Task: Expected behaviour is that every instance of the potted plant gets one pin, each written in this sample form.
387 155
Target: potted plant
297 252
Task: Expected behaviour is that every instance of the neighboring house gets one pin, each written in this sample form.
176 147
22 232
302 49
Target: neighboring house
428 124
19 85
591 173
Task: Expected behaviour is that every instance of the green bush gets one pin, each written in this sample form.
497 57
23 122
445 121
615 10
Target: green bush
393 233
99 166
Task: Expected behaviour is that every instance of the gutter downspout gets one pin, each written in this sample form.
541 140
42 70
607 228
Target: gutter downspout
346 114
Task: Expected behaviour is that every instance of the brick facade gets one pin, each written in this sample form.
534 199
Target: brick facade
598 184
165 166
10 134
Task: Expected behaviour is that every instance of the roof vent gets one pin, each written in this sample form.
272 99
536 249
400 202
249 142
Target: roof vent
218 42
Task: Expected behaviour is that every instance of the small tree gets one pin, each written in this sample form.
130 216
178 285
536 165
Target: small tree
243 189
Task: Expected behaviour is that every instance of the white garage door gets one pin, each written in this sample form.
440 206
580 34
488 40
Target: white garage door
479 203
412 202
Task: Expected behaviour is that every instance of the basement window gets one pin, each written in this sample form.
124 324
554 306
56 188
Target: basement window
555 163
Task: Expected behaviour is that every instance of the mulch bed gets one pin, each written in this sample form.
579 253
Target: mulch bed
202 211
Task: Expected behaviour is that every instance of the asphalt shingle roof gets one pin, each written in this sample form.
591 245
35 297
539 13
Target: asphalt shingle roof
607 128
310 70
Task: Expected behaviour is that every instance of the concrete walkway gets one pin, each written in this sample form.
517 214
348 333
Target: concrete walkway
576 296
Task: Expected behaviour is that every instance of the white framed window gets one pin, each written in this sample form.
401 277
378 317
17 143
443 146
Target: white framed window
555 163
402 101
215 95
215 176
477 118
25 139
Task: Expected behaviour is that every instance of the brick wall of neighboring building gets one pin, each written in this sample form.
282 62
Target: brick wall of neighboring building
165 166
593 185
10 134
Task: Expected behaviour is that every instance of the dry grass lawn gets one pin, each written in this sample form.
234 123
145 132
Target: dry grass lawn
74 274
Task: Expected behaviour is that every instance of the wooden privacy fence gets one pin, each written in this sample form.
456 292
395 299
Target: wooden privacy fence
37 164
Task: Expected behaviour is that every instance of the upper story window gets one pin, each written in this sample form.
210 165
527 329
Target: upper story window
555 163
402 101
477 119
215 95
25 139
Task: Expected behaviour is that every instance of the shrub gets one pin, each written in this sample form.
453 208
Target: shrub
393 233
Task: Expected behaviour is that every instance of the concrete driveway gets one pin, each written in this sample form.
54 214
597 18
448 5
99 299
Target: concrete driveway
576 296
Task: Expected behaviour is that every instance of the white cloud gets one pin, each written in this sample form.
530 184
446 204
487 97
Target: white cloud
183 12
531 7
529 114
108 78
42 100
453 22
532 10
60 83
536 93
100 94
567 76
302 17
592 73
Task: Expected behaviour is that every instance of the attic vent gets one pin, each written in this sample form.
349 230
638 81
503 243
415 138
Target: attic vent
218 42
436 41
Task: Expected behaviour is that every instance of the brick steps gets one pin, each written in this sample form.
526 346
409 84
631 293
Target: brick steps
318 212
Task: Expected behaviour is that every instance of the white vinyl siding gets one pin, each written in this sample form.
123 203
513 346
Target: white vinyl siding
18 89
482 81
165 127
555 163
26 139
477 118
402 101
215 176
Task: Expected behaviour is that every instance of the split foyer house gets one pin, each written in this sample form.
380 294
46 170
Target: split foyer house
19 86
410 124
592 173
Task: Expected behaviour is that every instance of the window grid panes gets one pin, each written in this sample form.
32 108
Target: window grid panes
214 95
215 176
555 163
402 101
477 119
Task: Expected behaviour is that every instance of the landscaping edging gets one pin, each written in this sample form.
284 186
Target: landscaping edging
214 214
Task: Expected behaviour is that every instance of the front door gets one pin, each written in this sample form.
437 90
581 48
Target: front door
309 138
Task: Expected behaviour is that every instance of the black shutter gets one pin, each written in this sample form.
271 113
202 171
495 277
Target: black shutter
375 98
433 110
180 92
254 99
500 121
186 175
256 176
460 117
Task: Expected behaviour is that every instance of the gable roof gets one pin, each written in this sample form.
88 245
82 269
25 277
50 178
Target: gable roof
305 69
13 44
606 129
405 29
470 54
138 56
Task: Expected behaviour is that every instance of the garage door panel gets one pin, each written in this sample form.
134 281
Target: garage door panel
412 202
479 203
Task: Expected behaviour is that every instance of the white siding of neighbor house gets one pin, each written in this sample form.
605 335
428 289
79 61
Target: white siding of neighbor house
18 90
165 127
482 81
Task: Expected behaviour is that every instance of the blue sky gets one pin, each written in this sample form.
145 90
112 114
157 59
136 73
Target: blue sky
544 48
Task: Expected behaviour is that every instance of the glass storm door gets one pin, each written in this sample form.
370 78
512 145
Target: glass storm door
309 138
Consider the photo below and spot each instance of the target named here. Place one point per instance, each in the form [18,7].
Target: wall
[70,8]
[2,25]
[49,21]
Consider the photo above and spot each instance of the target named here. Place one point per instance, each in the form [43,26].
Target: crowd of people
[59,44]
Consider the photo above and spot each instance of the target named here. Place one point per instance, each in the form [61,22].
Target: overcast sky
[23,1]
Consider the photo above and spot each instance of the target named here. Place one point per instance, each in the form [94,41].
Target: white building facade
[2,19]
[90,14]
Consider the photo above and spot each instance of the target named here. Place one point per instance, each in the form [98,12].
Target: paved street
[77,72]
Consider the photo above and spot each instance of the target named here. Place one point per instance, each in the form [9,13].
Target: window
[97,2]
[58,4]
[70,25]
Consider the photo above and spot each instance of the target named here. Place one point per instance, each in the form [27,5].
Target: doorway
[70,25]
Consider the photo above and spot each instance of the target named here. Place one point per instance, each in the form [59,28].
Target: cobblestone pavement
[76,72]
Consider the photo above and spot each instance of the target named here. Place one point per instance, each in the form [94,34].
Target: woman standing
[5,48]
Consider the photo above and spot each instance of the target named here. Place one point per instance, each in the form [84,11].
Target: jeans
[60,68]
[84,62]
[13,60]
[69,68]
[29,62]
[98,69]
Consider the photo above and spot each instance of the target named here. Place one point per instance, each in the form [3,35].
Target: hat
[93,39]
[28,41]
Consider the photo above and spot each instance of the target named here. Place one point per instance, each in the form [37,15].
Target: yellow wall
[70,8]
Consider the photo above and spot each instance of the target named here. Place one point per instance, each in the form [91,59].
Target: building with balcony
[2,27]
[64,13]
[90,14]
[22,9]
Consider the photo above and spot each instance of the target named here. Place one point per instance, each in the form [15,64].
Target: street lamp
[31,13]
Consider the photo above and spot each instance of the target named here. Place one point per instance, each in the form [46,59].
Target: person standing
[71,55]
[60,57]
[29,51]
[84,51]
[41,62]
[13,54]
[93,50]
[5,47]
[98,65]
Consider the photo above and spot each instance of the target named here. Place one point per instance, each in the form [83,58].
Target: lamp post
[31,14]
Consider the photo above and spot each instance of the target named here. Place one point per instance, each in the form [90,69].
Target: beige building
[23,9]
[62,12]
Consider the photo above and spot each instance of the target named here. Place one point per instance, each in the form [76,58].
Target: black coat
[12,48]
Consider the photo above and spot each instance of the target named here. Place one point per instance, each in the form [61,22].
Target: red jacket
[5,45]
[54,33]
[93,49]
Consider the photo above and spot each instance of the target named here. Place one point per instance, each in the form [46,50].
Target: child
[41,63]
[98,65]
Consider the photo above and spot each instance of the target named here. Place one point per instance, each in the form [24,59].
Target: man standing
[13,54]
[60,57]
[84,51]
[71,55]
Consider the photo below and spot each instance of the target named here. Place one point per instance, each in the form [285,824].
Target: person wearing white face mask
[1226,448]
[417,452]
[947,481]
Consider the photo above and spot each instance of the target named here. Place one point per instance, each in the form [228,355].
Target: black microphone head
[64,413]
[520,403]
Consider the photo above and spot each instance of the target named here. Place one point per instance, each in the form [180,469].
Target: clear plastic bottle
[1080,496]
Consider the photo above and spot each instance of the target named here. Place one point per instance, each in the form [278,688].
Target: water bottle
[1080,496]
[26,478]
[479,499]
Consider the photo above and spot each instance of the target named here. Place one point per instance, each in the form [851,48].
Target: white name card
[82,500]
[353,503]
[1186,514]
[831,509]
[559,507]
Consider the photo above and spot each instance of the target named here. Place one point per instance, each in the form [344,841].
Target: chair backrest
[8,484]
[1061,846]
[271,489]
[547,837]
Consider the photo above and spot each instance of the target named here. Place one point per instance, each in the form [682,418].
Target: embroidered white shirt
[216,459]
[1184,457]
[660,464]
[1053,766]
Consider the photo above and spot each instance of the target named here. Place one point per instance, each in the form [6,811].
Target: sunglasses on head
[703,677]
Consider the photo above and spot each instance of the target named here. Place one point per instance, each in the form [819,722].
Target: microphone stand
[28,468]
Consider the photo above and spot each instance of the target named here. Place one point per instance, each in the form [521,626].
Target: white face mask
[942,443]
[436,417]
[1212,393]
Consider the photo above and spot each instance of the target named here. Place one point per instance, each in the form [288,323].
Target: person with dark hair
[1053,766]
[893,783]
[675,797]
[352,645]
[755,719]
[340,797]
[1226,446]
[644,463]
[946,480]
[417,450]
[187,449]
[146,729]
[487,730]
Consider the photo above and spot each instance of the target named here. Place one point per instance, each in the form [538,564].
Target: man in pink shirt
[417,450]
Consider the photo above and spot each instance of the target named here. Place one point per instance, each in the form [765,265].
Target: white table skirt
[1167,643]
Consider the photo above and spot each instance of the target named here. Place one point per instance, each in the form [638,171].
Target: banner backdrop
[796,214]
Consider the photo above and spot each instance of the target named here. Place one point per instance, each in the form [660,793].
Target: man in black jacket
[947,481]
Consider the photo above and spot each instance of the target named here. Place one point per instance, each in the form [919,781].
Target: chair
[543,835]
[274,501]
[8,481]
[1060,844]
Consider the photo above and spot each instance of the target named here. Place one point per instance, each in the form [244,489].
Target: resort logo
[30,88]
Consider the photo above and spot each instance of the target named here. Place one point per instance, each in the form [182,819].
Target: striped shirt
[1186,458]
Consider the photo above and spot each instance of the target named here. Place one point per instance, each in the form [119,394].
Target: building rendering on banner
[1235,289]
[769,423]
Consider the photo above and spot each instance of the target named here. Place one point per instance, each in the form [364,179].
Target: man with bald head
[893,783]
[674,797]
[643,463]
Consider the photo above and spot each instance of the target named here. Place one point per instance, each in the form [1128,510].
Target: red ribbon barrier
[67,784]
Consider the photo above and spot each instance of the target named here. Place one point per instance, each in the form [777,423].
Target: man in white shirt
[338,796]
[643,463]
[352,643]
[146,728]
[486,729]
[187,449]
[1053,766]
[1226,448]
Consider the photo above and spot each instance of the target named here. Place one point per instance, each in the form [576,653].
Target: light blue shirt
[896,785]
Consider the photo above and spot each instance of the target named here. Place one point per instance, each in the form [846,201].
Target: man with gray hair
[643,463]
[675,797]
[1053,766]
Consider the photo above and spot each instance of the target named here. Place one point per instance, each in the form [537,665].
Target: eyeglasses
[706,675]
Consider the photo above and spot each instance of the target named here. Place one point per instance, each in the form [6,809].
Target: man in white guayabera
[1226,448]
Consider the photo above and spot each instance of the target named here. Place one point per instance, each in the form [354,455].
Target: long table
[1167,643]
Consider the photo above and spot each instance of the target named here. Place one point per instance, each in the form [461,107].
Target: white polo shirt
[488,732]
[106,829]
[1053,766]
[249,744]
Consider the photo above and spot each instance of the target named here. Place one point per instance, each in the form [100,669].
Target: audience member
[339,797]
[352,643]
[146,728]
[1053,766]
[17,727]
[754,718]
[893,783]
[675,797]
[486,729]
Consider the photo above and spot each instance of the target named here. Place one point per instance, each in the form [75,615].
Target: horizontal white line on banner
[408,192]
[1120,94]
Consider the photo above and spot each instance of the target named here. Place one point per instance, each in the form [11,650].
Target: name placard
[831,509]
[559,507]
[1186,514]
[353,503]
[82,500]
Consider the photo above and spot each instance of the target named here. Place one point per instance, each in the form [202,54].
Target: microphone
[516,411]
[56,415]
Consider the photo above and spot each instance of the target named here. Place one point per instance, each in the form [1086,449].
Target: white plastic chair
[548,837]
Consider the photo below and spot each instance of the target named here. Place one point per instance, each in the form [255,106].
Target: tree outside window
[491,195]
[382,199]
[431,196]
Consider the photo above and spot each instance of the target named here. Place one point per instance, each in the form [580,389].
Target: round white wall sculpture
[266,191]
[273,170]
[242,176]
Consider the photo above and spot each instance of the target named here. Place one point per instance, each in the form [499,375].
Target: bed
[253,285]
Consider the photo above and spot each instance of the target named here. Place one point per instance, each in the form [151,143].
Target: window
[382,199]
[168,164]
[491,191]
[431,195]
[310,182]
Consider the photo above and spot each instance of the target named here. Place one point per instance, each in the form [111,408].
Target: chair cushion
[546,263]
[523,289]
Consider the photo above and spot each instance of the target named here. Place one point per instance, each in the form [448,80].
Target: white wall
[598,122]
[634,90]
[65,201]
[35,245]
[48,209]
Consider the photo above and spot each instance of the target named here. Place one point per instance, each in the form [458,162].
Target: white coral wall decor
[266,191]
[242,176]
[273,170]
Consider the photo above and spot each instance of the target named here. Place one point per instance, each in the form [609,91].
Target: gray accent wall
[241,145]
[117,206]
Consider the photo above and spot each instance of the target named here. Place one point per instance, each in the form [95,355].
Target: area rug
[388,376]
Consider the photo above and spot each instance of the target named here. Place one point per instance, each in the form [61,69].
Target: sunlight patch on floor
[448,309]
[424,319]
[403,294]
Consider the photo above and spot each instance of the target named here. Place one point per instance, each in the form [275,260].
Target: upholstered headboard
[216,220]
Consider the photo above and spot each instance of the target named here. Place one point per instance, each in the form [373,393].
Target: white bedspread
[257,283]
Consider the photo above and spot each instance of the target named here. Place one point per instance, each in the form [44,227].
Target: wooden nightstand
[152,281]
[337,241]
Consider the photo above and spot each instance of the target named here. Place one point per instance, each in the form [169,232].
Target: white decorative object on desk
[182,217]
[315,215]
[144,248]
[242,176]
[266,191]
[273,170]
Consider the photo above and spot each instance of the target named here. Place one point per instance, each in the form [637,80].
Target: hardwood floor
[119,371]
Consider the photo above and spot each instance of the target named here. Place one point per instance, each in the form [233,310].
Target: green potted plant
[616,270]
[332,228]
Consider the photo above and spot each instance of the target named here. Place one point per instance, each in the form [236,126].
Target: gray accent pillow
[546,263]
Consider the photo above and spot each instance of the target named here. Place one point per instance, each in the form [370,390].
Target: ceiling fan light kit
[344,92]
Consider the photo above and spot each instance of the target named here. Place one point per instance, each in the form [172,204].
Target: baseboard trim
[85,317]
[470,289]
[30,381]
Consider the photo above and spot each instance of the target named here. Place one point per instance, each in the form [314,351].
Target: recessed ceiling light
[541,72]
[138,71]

────────

● **Problem details**
Among the records, find each line where the word "below" occurs, and copy it.

● **Worked solution**
Consider the photo below and spot each instance of the target named here. Place one point per instance, each in the form [18,7].
Consider the photo below and spot each instance of the target named here. Place one point per instance, each in the form [285,824].
Consider the photo below and spot each instance of the target named here. Place one point per instance, each in the form [255,106].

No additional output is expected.